**CHALLENGE:** Write out exactly the lines from the one containing "Thank you for the photo. Could you please identify the bare" through the last line of the records below, including both.

((

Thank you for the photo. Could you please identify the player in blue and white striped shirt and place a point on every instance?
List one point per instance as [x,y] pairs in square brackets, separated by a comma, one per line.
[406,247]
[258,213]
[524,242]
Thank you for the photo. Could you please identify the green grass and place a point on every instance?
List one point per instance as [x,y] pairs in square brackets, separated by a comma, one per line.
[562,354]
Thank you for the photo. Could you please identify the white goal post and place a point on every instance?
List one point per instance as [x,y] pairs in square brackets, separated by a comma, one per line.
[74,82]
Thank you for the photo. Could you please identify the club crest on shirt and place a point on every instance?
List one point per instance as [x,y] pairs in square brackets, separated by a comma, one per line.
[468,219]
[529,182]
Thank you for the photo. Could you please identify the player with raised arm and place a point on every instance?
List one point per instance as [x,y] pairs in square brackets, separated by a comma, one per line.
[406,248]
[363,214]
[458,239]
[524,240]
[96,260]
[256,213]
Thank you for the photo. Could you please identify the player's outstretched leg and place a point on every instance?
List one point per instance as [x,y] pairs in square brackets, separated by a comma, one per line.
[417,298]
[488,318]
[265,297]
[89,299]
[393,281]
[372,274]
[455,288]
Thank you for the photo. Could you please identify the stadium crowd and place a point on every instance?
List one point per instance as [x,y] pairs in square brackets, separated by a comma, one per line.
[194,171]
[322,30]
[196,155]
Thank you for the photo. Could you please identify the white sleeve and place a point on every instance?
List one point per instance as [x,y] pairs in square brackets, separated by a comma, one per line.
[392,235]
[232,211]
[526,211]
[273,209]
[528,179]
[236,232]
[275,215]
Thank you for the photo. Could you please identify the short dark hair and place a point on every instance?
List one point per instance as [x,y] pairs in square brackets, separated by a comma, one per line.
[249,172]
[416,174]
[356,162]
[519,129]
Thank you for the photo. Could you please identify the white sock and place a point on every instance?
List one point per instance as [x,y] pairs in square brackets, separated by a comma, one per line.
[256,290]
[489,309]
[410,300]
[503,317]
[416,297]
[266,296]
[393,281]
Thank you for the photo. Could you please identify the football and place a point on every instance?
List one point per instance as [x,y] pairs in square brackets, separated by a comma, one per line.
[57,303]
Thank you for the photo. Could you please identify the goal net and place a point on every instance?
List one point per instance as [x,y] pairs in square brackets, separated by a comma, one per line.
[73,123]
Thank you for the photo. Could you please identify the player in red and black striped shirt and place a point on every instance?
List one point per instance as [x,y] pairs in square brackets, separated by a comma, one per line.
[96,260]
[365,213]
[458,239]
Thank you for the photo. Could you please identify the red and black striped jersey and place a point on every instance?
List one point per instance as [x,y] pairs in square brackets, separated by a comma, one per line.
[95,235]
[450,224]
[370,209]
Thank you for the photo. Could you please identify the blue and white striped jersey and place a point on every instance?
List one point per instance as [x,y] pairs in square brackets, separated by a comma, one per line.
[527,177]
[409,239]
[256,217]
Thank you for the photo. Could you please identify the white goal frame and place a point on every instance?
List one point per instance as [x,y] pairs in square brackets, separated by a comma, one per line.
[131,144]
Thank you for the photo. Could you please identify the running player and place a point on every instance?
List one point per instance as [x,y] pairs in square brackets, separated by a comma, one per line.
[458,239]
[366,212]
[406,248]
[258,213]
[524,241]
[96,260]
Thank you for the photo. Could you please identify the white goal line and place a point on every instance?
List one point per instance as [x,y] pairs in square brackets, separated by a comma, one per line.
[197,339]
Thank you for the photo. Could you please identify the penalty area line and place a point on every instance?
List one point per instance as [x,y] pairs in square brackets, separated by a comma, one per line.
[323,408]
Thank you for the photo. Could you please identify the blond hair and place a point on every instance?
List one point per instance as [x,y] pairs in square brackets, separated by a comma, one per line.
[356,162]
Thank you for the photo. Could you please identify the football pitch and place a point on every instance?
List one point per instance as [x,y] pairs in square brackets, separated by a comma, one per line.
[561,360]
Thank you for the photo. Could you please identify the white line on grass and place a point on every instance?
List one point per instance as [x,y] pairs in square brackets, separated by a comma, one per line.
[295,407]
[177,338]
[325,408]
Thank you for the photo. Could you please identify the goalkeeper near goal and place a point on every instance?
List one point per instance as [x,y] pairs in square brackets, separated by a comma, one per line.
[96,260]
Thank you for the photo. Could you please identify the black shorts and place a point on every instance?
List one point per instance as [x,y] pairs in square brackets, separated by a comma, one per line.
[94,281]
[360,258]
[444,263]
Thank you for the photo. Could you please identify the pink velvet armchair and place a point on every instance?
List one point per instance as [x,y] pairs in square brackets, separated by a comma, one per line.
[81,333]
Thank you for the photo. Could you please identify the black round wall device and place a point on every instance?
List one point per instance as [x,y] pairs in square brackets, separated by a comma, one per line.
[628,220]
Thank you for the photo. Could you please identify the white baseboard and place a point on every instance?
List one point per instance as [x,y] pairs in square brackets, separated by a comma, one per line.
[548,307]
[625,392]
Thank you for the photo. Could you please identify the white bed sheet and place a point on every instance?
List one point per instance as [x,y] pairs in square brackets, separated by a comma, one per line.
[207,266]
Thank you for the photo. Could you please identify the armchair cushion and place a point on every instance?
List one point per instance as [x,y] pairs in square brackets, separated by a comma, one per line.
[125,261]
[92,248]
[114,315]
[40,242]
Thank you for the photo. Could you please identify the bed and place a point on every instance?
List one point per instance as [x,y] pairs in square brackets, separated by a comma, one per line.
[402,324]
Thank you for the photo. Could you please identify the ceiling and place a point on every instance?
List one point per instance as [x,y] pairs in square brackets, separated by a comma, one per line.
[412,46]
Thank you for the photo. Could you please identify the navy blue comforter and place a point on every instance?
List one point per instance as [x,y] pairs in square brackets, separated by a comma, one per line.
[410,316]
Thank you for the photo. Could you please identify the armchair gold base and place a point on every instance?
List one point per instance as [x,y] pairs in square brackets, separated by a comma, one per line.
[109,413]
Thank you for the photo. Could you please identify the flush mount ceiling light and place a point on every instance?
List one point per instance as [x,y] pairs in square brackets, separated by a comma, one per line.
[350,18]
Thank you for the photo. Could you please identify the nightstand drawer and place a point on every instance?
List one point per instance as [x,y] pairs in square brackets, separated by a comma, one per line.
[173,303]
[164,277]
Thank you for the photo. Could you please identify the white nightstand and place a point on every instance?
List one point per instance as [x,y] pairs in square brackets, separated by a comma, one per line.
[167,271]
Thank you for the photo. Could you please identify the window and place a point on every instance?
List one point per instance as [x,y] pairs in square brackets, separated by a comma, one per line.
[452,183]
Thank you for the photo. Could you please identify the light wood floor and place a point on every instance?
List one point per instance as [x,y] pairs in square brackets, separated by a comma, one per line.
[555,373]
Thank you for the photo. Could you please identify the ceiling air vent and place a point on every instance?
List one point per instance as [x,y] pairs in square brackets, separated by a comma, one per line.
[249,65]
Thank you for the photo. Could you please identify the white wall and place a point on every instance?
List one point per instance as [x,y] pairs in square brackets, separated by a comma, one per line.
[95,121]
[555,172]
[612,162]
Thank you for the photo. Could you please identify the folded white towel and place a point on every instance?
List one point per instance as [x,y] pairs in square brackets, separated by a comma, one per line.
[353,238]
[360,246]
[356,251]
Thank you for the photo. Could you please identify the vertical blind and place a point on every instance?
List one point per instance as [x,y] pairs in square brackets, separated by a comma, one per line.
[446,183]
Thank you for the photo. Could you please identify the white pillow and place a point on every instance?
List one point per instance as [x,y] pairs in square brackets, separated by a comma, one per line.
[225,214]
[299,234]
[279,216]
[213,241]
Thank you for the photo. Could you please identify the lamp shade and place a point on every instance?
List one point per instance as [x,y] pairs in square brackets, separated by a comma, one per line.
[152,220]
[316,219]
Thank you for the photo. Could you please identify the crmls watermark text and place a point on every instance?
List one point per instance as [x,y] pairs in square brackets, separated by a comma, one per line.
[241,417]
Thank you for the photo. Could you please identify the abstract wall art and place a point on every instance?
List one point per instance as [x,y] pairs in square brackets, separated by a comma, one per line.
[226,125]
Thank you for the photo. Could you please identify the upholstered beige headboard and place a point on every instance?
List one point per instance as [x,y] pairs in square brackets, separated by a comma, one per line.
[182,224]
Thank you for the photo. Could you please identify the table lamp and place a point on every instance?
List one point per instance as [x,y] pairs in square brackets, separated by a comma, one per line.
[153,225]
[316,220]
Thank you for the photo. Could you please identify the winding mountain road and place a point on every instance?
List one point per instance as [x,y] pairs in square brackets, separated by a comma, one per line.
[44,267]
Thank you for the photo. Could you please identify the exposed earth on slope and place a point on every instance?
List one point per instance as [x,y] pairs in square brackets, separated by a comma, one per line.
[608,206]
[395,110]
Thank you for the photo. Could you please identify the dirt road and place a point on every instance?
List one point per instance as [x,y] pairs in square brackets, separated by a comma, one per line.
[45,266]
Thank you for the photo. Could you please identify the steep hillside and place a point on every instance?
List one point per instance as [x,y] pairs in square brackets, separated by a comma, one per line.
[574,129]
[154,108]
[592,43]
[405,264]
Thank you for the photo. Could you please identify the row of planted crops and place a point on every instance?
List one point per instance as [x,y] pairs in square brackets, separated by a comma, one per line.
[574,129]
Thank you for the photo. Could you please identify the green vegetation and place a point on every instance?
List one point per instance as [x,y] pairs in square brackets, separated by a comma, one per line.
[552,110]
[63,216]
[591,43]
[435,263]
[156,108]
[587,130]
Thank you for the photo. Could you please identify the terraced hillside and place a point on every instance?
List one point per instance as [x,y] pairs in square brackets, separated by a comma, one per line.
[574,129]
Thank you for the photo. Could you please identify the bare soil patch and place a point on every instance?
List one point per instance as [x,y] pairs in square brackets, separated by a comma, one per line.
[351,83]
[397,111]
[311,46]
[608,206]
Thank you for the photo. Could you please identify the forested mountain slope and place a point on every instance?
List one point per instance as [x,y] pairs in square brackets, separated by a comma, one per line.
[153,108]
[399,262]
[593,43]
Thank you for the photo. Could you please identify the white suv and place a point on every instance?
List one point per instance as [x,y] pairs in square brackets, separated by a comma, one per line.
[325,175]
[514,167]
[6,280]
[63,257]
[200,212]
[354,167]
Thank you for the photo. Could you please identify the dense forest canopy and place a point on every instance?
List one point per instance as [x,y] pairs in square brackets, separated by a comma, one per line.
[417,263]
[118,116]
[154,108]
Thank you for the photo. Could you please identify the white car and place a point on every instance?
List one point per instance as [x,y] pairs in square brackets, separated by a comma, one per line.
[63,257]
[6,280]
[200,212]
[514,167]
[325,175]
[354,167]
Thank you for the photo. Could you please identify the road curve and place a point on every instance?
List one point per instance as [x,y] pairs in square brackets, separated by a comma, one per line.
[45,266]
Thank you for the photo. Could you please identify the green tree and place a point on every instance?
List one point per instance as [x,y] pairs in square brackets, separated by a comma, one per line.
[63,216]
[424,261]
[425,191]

))

**THE ANSWER:**
Thank you for the photo. Could you please identify the bare soil patch and place a point on every instance?
List one point per instance as [x,y] pairs in square brackets, separated by a comma, one per line.
[351,83]
[397,111]
[311,46]
[608,206]
Thank you for the photo. Could you please identify the forested mountain slope and place a point on every instance?
List one point per instance as [x,y] pairs in square brackets, separated by a comma, one per line.
[153,108]
[399,262]
[593,43]
Thank you for the photo. Could you please identify the white suv and place a point on every instance?
List one point per instance as [x,y] pairs in square brackets, separated by a comma, one per line.
[325,175]
[514,167]
[6,280]
[63,257]
[200,212]
[354,167]
Thank you for the photo. Could you please identify the dense forest canopy and place a point on every instance?
List one point per instance as [x,y] pairs in square brackets, separated by a comma, one per line.
[417,263]
[118,116]
[154,108]
Thank you for the photo. Could you please identify the white car and place a point on every instance?
List one point per instance as [x,y] pairs in square brackets, separated by a comma, one per line.
[63,257]
[6,280]
[200,212]
[514,167]
[325,175]
[354,167]
Thank you for the photo. Could you please identify the road curve and place a point on every instance?
List one point per instance as [x,y] pairs in square brackets, separated by a comma, one per line.
[45,266]
Thank you for the photo. Could you please identify the green tree and place a point on every instance?
List one point per instance as [x,y] pairs in square brackets, separated by a comma, one per line.
[63,216]
[424,261]
[425,191]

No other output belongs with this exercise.